▶ ZUR AUFGABE
Ändern Sie im Text über das Trauma des 7. Oktober die Passage von „Fotografie von der“ bis „Fotorahmen zu sehen.“, indem Sie „Zaun“ durch „Gitter“ ersetzen, und geben Sie die Passage so wieder.

-------- VORLIEGENDER TEXT --------

Fotografie von der Bring-them-Home-Solidaritätsaktion vor den Portalen des historischen Teils der Neuen Synagoge Berlin. Am Zaun vor den Portalen sind in drei Reihen übereinander Fotos mit Namen der Personen angebracht, die am 07. Oktober 2023 von der Hamas entführt wurden. Unten rechts sind auf dem Boden und Mauervorsprung Kerzen und aufgestellte Fotorahmen zu sehen.

Das Trauma des 7. Oktober

Sechs Monate sind seit dem Massaker der Hamas vergangen. Die Erschütterung, das Trauma bleiben, und mehr als 100 Geiseln befinden sich weiterhin in den Händen der Terroristen. Am Eingang zu unserer Dauerausstellung zeigen wir daher nach wie vor einen Videofilm zu #BringthemHome, in dem eine Angehörige von Verschleppten zu Wort kommt. Eine kurze Botschaft, die für unendlich viel Unbeschreibliches steht. Doch was hat dieses Video mit uns und unserer Arbeit zu tun, wo wir uns doch vor allem mit jüdischer Geschichte und Gegenwart beschäftigen, mit dem Fokus auf Berlin?

Auf den ersten Blick möglicherweise nicht viel, und es gibt gute Gründe, Nahost und insbesondere israelisches Regierungshandeln nicht mit der jüdischen Gegenwart in Berlin zu vermischen – zu oft werden Jüdinnen und Juden in Deutschland für Dinge verantwortlich gemacht, die weder ihre sind noch zwangsläufig etwas mit ihnen zu tun haben. Und dennoch beeinflussen die öffentlichen Diskurse um Israel und Nahost auch unsere Arbeit: Sie sind uns allen, inklusive unseren Besucher ,präsent, und sie stehen zweifellos in Verbindung mit israelbezogenem Antisemitismus, der immer klarer hervortritt. Das bedeutet keinesfalls, dass wir andere Formen des Antisemitismus, insbesondere aus dem rechtsextremen Spektrum, weniger ernst nehmen.

Der israelbezogene Antisemitismus und in schwächerer Form anti-israelische Ressentiments stellen gerade heute eine eklatante Herausforderung dar. Ebenso herausfordernd ist es, wenn der Kampf gegen Antisemitismus und der Kampf gegen Rassismus als konkurrierend wahrgenommen werden. In vielen Teilen des Kulturbereichs herrscht die Auffassung, der „ausschließliche“ Kampf gegen Antisemitismus sei (zu) etabliert, gehöre zu einem rechtskonservativen Kanon und sei daher nicht ganz legitim. Beide Phänomene sind nicht neu, jedoch präsenter und enttäuschender als zuvor. Ihre Ursachen liegen teils in der Nahost-Situation, teils in Zuschreibungen und Selbstbildern. Was treibt Menschen in Deutschland an, wenn sie Israel klar verurteilen und spezifische Standards anlegen? Das Video, das wir zeigen, lässt Raum für Schmerz und Trauer nach dem 7. Oktober. Zunächst ist dieser Schmerz, ist dieses Trauma ohne Wenn und Aber anzuerkennen. Genau dies fällt jedoch vielen offensichtlich schwer.

-------- QUELLDATEN --------

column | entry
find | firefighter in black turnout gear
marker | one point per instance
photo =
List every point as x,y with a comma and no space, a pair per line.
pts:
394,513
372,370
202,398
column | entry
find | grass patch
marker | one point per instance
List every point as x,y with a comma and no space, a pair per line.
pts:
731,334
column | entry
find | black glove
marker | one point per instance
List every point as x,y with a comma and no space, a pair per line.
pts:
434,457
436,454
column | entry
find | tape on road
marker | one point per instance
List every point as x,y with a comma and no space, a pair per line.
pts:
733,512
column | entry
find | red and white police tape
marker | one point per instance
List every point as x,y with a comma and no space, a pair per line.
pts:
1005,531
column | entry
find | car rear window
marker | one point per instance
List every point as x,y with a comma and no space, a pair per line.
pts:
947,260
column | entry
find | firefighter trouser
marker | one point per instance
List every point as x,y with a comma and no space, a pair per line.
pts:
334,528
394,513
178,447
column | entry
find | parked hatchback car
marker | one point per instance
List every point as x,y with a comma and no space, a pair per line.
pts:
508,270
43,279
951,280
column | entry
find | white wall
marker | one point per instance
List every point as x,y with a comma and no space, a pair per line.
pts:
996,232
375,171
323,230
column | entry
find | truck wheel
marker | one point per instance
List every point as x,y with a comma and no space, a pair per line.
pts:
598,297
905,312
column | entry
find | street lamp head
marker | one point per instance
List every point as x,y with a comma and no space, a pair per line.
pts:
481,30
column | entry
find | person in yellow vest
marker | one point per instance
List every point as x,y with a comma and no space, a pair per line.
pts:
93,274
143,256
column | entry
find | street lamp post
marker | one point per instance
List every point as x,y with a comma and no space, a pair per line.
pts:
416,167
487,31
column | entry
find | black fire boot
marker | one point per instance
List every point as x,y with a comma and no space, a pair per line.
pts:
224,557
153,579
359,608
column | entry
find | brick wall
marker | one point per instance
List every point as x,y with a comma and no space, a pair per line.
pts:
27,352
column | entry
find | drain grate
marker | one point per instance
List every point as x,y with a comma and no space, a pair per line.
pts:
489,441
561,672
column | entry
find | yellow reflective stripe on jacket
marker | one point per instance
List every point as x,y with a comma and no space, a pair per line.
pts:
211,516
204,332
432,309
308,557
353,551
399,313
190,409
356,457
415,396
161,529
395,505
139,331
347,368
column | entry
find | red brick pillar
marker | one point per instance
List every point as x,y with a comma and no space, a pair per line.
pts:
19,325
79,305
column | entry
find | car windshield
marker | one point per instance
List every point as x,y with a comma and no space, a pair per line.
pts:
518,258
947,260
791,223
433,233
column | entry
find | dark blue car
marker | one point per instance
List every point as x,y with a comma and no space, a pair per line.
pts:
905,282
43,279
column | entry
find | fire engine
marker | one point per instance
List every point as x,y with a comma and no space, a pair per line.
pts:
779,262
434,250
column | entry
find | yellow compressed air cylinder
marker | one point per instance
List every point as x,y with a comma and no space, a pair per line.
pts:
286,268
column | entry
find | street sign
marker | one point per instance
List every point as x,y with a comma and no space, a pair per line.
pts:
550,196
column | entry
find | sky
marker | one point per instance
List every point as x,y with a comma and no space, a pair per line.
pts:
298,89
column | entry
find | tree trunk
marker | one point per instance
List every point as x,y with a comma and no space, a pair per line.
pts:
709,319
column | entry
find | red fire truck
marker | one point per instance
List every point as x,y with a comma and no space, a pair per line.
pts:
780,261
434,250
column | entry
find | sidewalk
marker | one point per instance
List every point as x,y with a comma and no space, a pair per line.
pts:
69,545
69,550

--------

▶ BEARBEITETE AUFGABE
Fotografie von der Bring-them-Home-Solidaritätsaktion vor den Portalen des historischen Teils der Neuen Synagoge Berlin. Am Gitter vor den Portalen sind in drei Reihen übereinander Fotos mit Namen der Personen angebracht, die am 07. Oktober 2023 von der Hamas entführt wurden. Unten rechts sind auf dem Boden und Mauervorsprung Kerzen und aufgestellte Fotorahmen zu sehen.